— Document text —
World Vision distributing vital supplies to victims of Nepal
World Vision distributing vital supplies to victims of Nepal earthquake
• Experts have long
warned Nepal is extremely vulnerable to
• World Vision plans to go by vehicle, then foot to access remote communities
• Staff describe people in shock, spending the night in tents as aftershocks continue
World Vision teams have begun coordinating aid efforts to assist those impacted by the 7.8 magnitude quake that struck Nepal on Saturday. Staff have started making their way to remote, rural communities to assess the damage. It will take several hours to get to some places; teams will travel first by vehicle and then by foot when the terrain becomes too difficult.
World Vision plans to reach 50,000 people in the coming days with temporary shelter, first-aid, water purifiers, mosquito nets, sleeping bags, cooking sets and hygiene kits. Supplies will be need to be airlifted into the hardest to reach areas.
In addition, the humanitarian and development agency is setting up Child Friendly Spaces (CFS) in the three worst hit districts (Kathmandu, Bakhtapur and Lalitpur) so children there can have a safe place to play and receive psychosocial support.
Medical assistance in rural areas is likely to be a serious issue as facilities are often rudimentary and not staffed by a registered doctor.

— Given entries —

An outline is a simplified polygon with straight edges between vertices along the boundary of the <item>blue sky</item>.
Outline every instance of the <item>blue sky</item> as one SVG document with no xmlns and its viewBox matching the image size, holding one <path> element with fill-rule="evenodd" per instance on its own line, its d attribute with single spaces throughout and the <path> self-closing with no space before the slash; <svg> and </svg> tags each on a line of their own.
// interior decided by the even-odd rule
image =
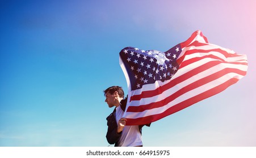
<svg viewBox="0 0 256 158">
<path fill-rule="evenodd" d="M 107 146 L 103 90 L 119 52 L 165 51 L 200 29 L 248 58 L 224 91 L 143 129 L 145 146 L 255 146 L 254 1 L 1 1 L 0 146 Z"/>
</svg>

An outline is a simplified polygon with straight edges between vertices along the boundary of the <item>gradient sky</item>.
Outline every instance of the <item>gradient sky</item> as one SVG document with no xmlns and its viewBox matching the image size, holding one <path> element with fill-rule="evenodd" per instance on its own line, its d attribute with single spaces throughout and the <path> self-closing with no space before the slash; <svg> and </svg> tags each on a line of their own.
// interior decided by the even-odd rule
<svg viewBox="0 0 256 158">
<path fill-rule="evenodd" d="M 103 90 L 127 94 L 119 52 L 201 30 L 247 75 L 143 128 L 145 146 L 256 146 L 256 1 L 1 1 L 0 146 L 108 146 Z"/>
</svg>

— Activity —
Pick up the article on World Vision's Nepal earthquake response at the point where it stops, and write the next few paragraphs.

— Output of the task —
In Kathmandu, World Vision staff say roads are blocked with debris and old building and temples are in ruins. The modern buildings that remain standing are uninhabitable with people preferring to ride out the continuing aftershocks in fields. Few stores are open and there are limited places to get supplies.
“There is a real sense of community at the moment; people cooking for each other that sort of thing. But it is clear supplies are running out. It’s not at panic stage yet, but it’s starting to get that way,” says World Vision Nepal’s Operations Director Philip Ewert.
Nepal has long ranked at the top of the list of places most vulnerable to earthquakes. Because of that, World Vision had been implementing earthquake preparedness training for communities and facilitating workshops for schools for some years.